_RECORDS SUPPLIED_
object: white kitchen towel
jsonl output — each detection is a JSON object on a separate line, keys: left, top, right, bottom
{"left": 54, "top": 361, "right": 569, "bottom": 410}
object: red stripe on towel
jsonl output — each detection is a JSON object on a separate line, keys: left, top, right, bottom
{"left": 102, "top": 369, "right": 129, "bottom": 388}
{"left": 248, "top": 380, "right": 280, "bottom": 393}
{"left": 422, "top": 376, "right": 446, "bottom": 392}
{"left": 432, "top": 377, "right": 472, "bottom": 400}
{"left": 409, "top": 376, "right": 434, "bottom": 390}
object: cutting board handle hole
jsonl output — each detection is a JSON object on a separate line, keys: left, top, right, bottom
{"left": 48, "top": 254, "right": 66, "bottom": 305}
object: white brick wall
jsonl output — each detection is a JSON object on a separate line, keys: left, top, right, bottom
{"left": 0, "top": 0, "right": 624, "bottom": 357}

_PROBLEM TO SOLVE_
Every record above needs to be repeated word for word.

_RESPONSE_
object: white kitchen towel
jsonl output — each detection is a JSON object on a separate line, keys: left, top, right, bottom
{"left": 54, "top": 361, "right": 569, "bottom": 410}
object: red stripe on towel
jsonl output — each detection is a JSON object on a separate line, keys: left, top, right, bottom
{"left": 102, "top": 369, "right": 129, "bottom": 388}
{"left": 248, "top": 380, "right": 280, "bottom": 393}
{"left": 422, "top": 376, "right": 446, "bottom": 392}
{"left": 432, "top": 377, "right": 472, "bottom": 400}
{"left": 409, "top": 376, "right": 434, "bottom": 390}
object: cutting board handle hole
jsonl output — each detection is a JSON object on a separate line, keys: left, top, right, bottom
{"left": 48, "top": 254, "right": 66, "bottom": 305}
object: white brick wall
jsonl output — each detection is a JSON object on a separate line, keys: left, top, right, bottom
{"left": 0, "top": 0, "right": 624, "bottom": 357}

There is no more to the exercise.